**Selected extract**

— START —

On land, meanwhile, the Leyte landings quickly developed into a protracted, vicious struggle. The GIs had to battle monsoon rains and knee-deep mud in addition to reinforced hordes of Japanese infantrymen. As Allied decrypts revealed, the Japanese high command had resolved to make Leyte the climactic battle of the Philippines, possibly the turning point in the Pacific war. They poured in reserves of manpower and resources prodigally, drawing troops from as far away as Manchuria and planes from homeland defenses.

But for Allied decodes, the fighting would have gone worse for the GIs. Allied codebreakers supplied precise information about the routes of reinforcement convoys, and U.S. planes and submarines sank nearly three hundred marus and transports during the battle. One reinforcement flotilla was so thoroughly mauled that the only soldiers to reach the island were the ones who swam in from their sinking transports. Another convoy, bearing troops from Manchuria, was smashed by wolf packs of U.S. subs even before it could leave the China Sea.

— END —

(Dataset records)
— START —

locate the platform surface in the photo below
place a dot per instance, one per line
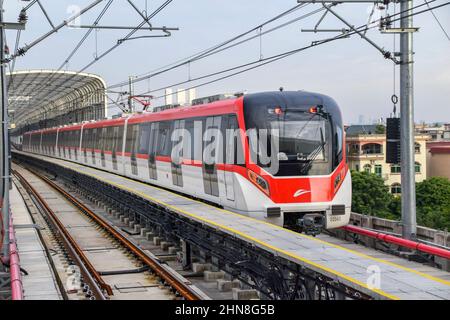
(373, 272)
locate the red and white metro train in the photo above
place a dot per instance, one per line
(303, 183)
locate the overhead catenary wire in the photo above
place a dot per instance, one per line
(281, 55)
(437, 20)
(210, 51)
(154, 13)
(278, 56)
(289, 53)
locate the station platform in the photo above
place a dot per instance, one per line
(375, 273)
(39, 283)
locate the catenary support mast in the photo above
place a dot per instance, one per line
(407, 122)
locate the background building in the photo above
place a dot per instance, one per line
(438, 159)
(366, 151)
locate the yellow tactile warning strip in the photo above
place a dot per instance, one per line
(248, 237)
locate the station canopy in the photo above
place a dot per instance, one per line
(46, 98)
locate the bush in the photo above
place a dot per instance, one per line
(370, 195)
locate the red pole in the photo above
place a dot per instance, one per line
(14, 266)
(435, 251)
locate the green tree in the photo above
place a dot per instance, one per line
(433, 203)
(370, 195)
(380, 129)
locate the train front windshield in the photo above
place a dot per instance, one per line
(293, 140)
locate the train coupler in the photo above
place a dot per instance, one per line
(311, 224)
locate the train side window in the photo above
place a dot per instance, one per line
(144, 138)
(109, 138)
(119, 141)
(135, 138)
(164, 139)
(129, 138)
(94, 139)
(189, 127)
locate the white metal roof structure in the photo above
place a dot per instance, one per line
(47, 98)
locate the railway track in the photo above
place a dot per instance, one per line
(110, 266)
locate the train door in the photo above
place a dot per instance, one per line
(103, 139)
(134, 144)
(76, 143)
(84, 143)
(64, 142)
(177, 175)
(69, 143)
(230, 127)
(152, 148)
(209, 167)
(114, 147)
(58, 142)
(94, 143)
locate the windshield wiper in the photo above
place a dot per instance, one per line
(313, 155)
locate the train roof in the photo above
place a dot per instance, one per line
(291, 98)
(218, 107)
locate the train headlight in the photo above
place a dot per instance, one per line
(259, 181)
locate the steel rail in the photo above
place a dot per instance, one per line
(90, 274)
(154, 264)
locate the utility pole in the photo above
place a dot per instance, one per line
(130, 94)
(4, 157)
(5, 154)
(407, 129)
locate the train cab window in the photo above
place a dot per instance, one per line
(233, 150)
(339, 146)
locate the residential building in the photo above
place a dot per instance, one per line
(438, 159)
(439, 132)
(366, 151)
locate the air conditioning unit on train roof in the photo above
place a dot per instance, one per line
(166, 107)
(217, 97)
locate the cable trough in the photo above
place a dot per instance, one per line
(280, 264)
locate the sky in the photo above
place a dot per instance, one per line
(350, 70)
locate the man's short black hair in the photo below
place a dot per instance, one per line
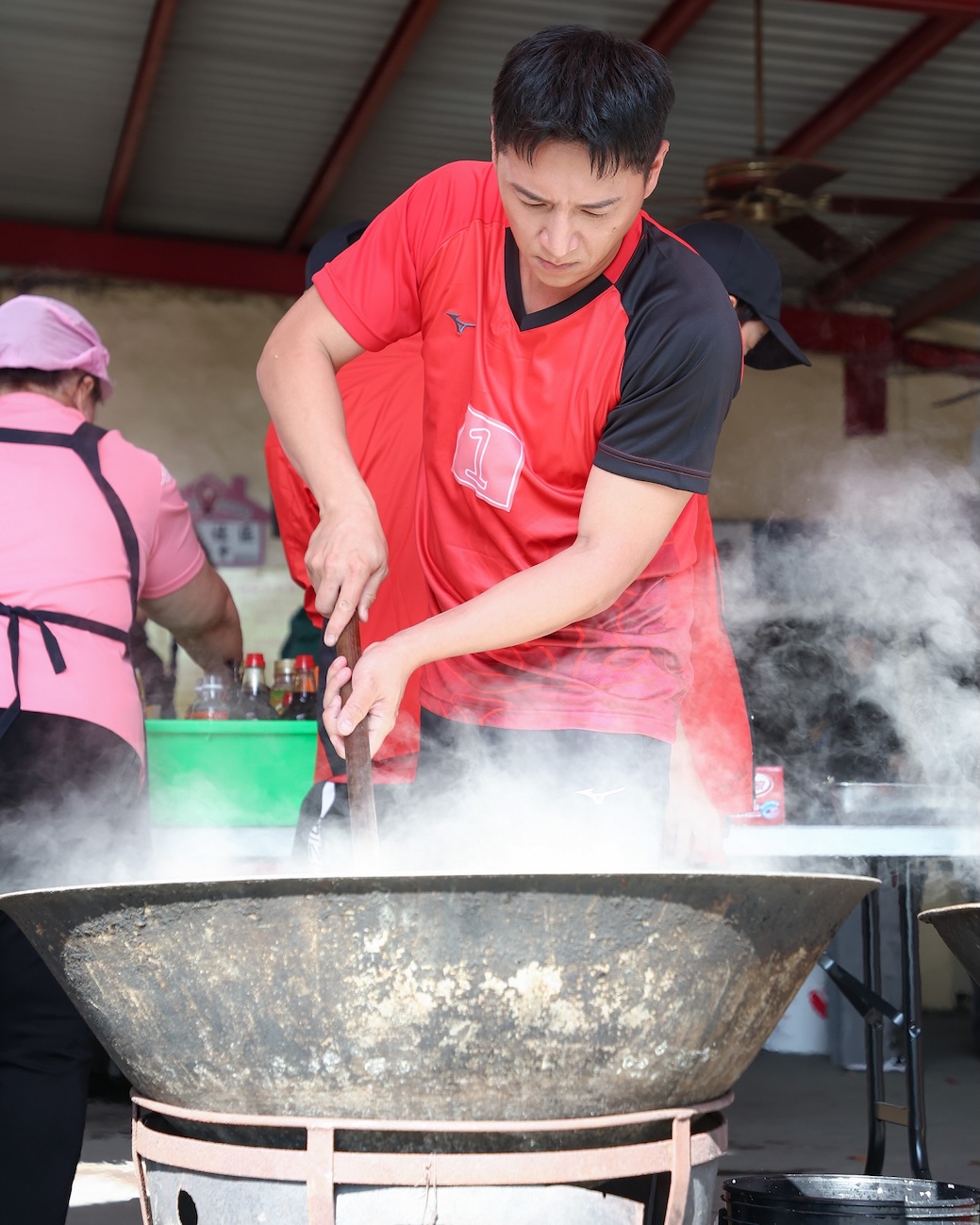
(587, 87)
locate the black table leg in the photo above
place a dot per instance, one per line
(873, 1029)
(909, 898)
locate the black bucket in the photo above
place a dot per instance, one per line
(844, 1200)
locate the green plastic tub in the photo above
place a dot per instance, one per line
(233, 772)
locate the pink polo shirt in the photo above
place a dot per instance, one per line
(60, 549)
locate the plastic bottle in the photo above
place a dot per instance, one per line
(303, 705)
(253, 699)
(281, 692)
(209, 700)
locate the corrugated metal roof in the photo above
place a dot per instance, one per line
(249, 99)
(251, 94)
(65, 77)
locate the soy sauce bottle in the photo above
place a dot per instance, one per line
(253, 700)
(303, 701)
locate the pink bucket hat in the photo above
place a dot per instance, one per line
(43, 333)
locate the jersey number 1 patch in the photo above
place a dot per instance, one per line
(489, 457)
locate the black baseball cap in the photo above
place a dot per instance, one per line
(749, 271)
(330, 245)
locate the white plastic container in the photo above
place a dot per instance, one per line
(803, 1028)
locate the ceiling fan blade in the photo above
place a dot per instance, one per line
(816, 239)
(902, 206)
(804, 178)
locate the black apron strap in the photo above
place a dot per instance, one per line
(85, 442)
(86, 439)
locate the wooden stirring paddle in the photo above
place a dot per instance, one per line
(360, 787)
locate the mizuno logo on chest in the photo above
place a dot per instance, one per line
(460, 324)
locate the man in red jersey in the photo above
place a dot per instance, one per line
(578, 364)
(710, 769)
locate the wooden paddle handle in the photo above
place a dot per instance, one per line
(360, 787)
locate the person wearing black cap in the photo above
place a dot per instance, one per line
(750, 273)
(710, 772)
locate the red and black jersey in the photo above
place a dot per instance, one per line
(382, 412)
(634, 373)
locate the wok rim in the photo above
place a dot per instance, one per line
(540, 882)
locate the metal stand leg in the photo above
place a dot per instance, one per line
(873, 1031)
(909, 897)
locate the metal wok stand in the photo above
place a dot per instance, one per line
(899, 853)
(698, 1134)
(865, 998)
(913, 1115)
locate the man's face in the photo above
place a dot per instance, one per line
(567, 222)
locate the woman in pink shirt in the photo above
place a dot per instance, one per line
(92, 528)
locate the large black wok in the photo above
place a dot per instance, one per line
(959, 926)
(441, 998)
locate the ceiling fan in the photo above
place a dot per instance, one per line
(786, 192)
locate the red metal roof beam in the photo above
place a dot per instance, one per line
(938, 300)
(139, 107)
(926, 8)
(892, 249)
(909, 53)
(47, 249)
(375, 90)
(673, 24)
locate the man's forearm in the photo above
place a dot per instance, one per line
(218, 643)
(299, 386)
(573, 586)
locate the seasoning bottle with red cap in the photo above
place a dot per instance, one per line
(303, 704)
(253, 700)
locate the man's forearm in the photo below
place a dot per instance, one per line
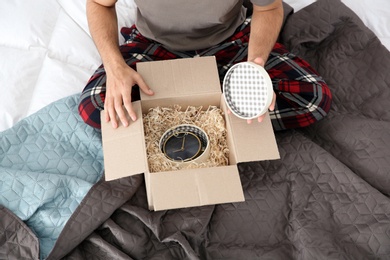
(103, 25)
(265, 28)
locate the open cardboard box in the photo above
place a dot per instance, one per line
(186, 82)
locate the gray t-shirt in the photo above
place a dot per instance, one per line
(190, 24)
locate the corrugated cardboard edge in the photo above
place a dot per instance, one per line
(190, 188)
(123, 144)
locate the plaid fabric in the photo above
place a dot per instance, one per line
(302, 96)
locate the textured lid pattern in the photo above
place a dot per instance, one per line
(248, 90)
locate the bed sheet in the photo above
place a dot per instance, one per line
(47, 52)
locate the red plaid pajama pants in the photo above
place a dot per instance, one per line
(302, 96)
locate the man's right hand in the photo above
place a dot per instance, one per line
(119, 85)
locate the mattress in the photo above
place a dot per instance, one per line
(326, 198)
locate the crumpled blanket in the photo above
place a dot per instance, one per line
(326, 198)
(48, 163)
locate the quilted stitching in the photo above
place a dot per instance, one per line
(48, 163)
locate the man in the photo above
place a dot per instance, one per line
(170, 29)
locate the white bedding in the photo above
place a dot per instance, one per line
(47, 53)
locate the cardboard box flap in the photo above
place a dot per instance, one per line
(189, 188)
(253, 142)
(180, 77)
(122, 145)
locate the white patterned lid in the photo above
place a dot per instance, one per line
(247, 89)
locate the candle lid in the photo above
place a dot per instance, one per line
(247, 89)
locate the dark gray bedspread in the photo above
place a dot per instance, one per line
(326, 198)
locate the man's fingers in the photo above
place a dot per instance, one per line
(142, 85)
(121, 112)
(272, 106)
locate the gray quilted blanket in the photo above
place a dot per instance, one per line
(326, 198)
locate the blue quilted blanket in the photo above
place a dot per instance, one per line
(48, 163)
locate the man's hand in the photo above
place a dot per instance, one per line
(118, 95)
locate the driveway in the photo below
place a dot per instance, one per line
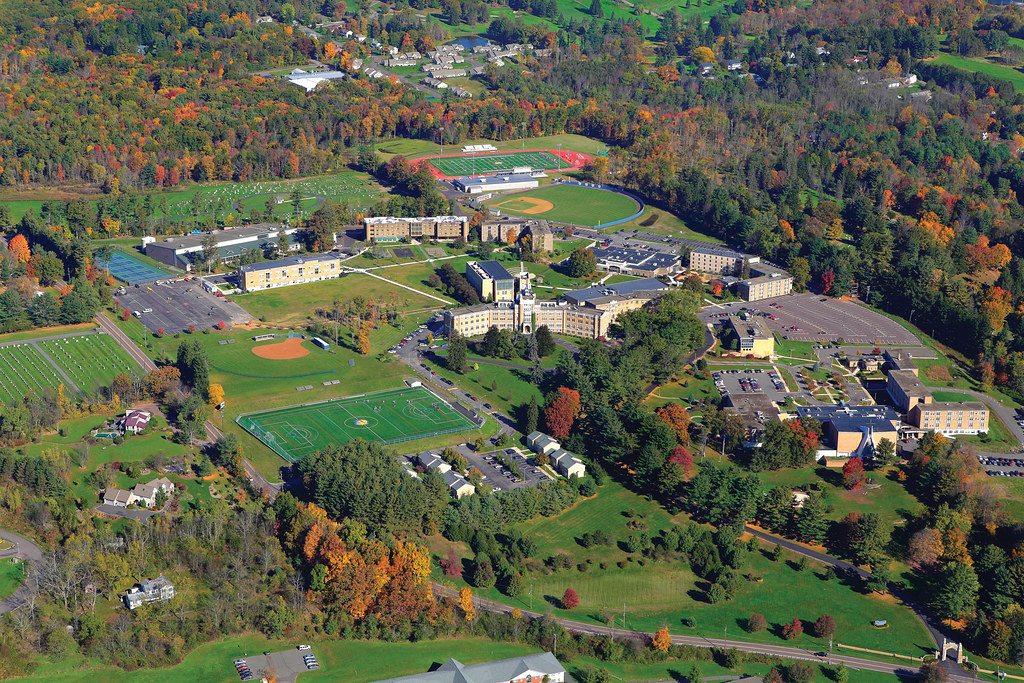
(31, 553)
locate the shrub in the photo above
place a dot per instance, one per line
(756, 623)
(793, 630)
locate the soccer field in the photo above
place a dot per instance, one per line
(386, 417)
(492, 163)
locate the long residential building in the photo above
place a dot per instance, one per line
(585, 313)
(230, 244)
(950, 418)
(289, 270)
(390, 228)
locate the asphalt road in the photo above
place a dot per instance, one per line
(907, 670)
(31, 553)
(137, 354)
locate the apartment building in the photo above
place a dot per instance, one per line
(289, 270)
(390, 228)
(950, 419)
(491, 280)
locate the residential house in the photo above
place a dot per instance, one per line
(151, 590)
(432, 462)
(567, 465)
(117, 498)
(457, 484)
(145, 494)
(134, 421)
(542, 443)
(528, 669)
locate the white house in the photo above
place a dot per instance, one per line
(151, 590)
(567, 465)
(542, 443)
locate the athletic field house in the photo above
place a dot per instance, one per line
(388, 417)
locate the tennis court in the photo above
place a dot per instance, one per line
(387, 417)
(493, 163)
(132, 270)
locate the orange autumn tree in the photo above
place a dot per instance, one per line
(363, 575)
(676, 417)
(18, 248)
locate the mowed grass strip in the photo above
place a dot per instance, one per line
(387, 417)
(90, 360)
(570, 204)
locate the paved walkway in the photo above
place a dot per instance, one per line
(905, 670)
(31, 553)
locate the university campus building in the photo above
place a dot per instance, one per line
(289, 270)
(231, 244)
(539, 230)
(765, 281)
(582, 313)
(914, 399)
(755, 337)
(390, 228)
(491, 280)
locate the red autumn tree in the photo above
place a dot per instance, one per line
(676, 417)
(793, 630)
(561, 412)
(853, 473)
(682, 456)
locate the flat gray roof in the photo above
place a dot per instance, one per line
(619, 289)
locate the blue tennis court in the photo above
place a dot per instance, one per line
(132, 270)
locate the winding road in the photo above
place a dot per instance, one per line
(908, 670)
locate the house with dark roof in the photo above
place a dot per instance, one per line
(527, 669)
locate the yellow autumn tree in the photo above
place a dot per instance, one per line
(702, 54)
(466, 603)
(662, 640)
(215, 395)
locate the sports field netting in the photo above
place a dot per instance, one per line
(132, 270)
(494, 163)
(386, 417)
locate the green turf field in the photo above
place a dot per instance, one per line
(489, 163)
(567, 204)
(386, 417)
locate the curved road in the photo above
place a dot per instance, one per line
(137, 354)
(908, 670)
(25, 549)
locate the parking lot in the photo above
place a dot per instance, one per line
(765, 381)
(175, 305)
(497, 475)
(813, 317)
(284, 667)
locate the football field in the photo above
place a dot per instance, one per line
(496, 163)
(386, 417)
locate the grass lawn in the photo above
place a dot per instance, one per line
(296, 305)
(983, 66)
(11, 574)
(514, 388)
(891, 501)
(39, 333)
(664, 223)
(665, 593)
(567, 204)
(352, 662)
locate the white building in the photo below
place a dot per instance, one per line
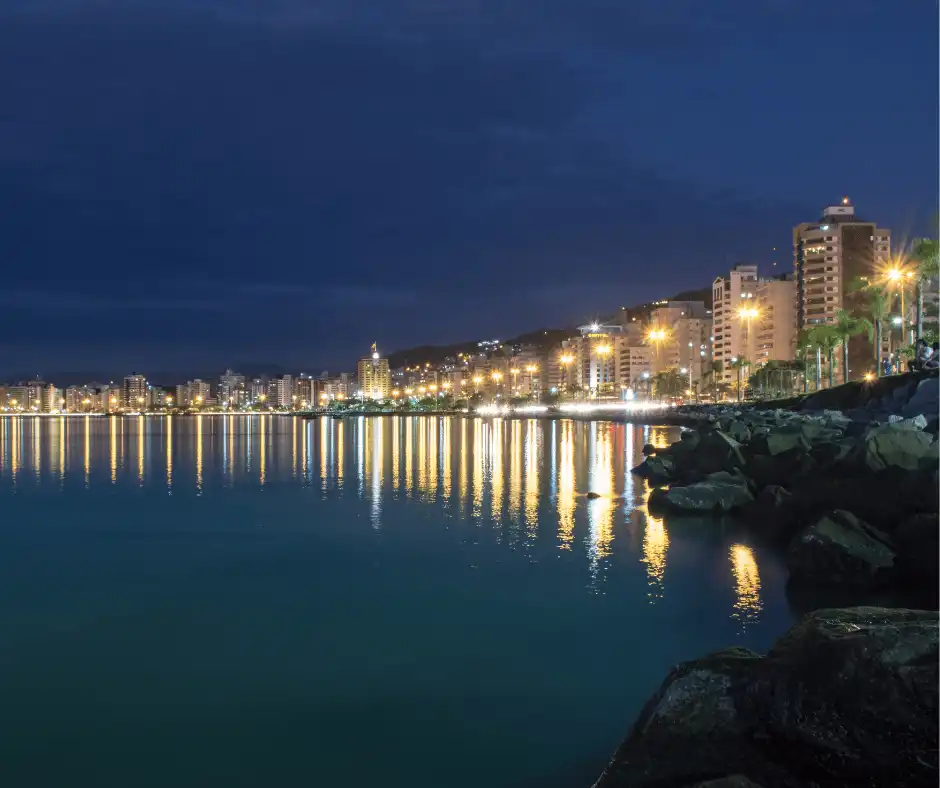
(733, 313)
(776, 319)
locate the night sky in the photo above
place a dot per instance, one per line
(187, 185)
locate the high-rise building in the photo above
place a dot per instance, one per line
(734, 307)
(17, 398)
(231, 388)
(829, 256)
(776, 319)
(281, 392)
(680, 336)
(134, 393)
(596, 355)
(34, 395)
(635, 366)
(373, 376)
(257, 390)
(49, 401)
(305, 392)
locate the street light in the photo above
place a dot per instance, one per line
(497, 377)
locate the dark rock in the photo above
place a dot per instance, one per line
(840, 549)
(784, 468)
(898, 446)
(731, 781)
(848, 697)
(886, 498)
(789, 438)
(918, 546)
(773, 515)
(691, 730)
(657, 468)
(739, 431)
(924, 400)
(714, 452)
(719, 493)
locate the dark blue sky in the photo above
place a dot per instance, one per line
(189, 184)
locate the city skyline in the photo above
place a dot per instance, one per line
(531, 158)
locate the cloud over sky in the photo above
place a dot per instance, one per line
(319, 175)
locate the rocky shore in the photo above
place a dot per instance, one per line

— END —

**Problem set**
(1) According to the Leyte passage, how many marus and transports did U.S. planes and submarines sink during the battle?
(2) Write the next paragraph of the Leyte passage, picking up after its final sentence.
The listing has no connection to the Leyte passage.

**Final answers**
(1) Nearly three hundred.

(2)
Although MacArthur drove his commanders impatiently, he maneuvered to avoid costly frontal attacks. He kept the defenders off balance with strikes where they least expected them and with another triphibious end run that cut the enemy forces in two. The ground battles on Leyte destroyed more than five Japanese divisions.

The General would have fought against admitting it, but Leyte was, as Edward Drea has documented, a codebreakers' victory, one in which signals intelligence had "a starring role." As Drea summed up, "The Japanese high command, operating on woefully bad intelligence, gambled all at Leyte and lost. The American high command, acting on very good intelligence, took a well-calculated risk and won." The island was finally secured at Christmastime in 1944.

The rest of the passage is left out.